How the good times have melted away at Tiffindell
After hours of winding through gradually worsening roads, the visitor to Rhodes is greeted by two signs: one denoting its heritage that says “Please respect the peaceful spirit” and the other “No Hooting, No Tooting”.
Nestling in the towering mountains of the Drakensberg on the Eastern Cape’s border with Lesotho, the tiny village is suffering after three years without the local Tiffindell Ski Resort bringing in the tourists. Although all its wide streets and houses are part of a heritage site, the paint is peeling and the last remaining general dealer stocks only tinned food and some ice cream in a half-empty fridge.
Tiffindell Ski Resort opened in 1993 and brought people into this remote area, boosting local tourism.
After David Taylor and Andre le Roux took ownership in 2007, things went downhill and the resort was closed in 2010.
The two have struggled to pay debts and the community has suffered since then. Taylor and Le Roux were travelling and could not be reached for comment.
Dave Walker, owner of Walkerbouts, one of the last remaining bed-and-breakfast establishments, said: “In 2007 we had three working wining and dining places, two bottle stores and two well-stocked general dealers. We also had a microbrewery.”
Walkerbouts is the village’s gathering place. People pop in for a cup of real coffee and chat around its tables in the morning sun. The discussion is mainly gossip and no topic is more keenly debated than the upcoming auction of Tiffindell. The point is always that the new owner has to include the community if they want to succeed.

Dataset records
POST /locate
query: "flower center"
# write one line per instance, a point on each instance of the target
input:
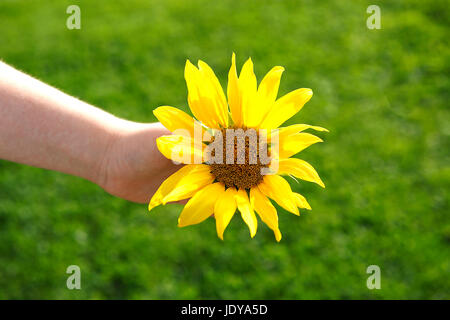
(237, 157)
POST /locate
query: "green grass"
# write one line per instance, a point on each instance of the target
(382, 93)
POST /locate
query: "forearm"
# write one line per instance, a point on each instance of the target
(44, 127)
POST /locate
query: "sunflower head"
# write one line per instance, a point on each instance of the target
(234, 152)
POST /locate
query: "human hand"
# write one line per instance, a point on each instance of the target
(133, 168)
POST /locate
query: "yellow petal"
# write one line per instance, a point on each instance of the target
(201, 205)
(205, 95)
(247, 86)
(293, 144)
(201, 107)
(181, 149)
(234, 97)
(278, 189)
(301, 202)
(265, 210)
(266, 95)
(169, 184)
(293, 129)
(299, 169)
(175, 119)
(246, 210)
(285, 107)
(215, 93)
(189, 184)
(224, 210)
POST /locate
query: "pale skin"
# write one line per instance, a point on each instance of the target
(46, 128)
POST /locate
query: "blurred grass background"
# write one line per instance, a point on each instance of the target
(382, 93)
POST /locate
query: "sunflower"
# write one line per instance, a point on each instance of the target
(218, 188)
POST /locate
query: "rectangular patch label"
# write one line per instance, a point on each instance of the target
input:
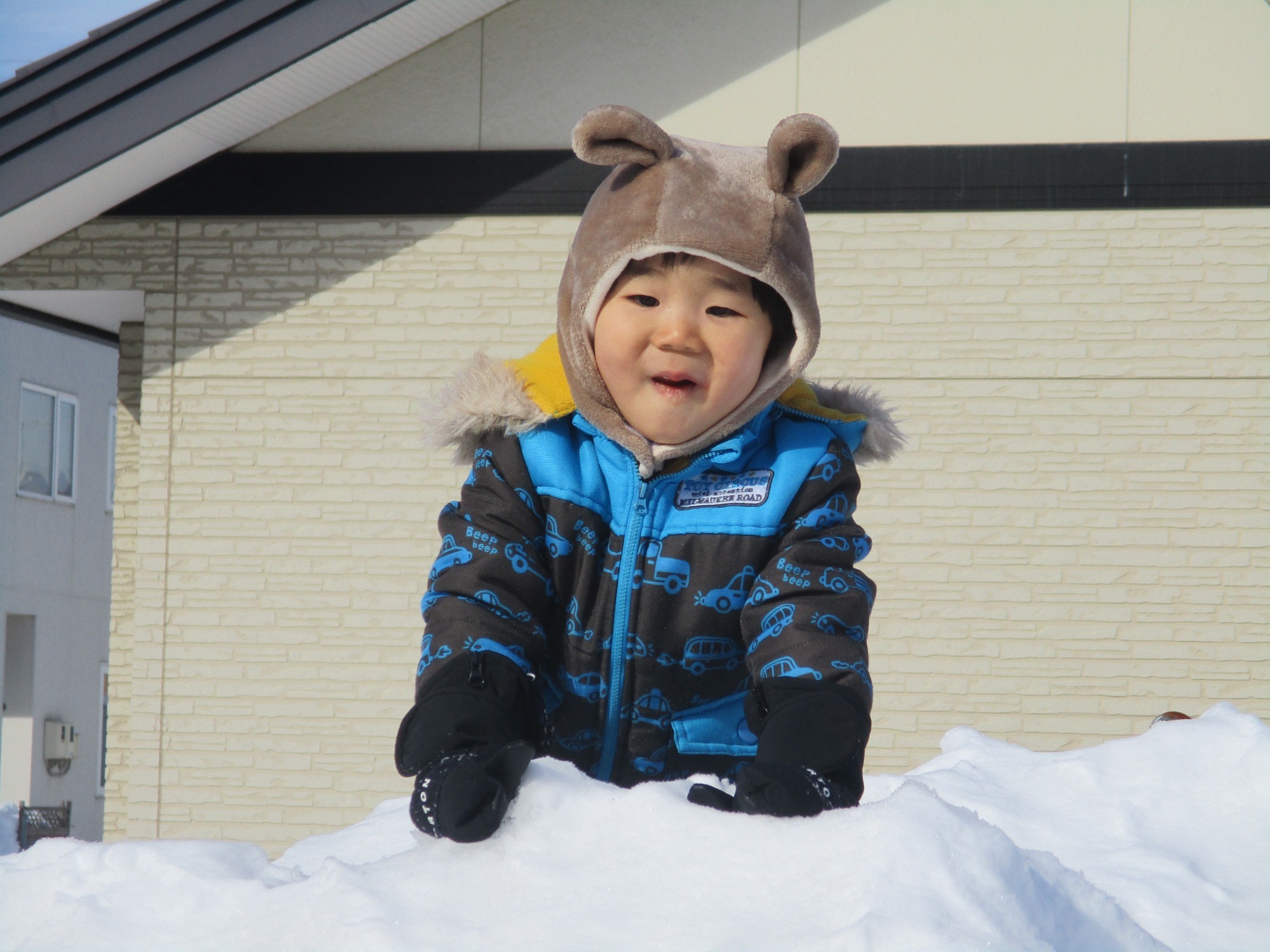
(725, 489)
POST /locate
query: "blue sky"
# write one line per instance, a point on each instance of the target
(31, 30)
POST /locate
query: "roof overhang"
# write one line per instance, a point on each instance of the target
(178, 83)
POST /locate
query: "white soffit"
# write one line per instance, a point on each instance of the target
(98, 309)
(232, 121)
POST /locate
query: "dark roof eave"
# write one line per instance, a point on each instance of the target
(161, 68)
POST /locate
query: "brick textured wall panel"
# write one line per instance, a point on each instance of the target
(1074, 541)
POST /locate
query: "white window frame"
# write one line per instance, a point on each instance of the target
(111, 436)
(104, 708)
(59, 399)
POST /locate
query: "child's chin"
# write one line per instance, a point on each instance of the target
(675, 432)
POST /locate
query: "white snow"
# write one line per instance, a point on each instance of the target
(1146, 843)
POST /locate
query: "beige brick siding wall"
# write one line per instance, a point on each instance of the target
(128, 446)
(1074, 543)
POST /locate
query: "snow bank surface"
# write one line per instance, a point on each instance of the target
(1147, 843)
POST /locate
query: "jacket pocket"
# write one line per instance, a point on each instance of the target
(718, 728)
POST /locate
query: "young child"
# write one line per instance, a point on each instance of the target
(651, 573)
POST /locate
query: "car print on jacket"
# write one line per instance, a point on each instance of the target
(490, 598)
(521, 565)
(586, 739)
(834, 625)
(835, 512)
(427, 656)
(558, 545)
(858, 546)
(731, 597)
(653, 765)
(787, 667)
(843, 581)
(650, 709)
(451, 554)
(573, 624)
(512, 652)
(590, 686)
(763, 592)
(826, 468)
(711, 653)
(657, 569)
(773, 625)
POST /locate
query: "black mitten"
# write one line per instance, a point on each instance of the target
(465, 795)
(812, 741)
(775, 790)
(469, 741)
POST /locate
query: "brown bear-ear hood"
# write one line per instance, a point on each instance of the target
(737, 206)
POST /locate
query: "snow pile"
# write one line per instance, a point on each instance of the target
(8, 828)
(1147, 843)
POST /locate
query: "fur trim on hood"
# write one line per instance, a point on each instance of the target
(515, 397)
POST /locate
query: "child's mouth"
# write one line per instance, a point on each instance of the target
(674, 384)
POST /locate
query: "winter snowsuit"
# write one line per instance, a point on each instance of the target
(651, 611)
(647, 609)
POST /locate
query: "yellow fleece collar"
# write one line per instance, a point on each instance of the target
(543, 376)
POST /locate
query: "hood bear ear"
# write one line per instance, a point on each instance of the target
(801, 153)
(613, 135)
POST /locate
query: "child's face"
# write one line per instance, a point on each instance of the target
(681, 348)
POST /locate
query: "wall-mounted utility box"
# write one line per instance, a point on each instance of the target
(60, 742)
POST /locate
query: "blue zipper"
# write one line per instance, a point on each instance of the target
(604, 770)
(622, 621)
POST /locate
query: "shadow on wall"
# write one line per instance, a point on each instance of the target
(521, 77)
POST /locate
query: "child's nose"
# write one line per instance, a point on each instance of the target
(678, 331)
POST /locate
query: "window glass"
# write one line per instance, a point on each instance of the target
(65, 449)
(36, 466)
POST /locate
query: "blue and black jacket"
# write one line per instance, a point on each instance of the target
(664, 624)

WHAT TO WORK ON
**A.** Can you reproduce the whole Tiffindell article word for word?
**B.** Which lines of the rows contain the string "jacket"? Report each of them in full, treating case as significant.
The Tiffindell article and the rows have no connection to each other.

EXPECTED ANSWERS
**A.**
How the good times have melted away at Tiffindell
After hours of winding through gradually worsening roads, the visitor to Rhodes is greeted by two signs: one denoting its heritage that says “Please respect the peaceful spirit” and the other “No Hooting, No Tooting”.
Nestling in the towering mountains of the Drakensberg on the Eastern Cape’s border with Lesotho, the tiny village is suffering after three years without the local Tiffindell Ski Resort bringing in the tourists. Although all its wide streets and houses are part of a heritage site, the paint is peeling and the last remaining general dealer stocks only tinned food and some ice cream in a half-empty fridge.
Tiffindell Ski Resort opened in 1993 and brought people into this remote area, boosting local tourism.
After David Taylor and Andre le Roux took ownership in 2007, things went downhill and the resort was closed in 2010.
The two have struggled to pay debts and the community has suffered since then. Taylor and Le Roux were travelling and could not be reached for comment.
Dave Walker, owner of Walkerbouts, one of the last remaining bed-and-breakfast establishments, said: “In 2007 we had three working wining and dining places, two bottle stores and two well-stocked general dealers. We also had a microbrewery.”
Walkerbouts is the village’s gathering place. People pop in for a cup of real coffee and chat around its tables in the morning sun. The discussion is mainly gossip and no topic is more keenly debated than the upcoming auction of Tiffindell. The point is always that the new owner has to include the community if they want to succeed.

**B.**
query: "jacket pocket"
query: "car print on jacket"
query: "blue and black jacket"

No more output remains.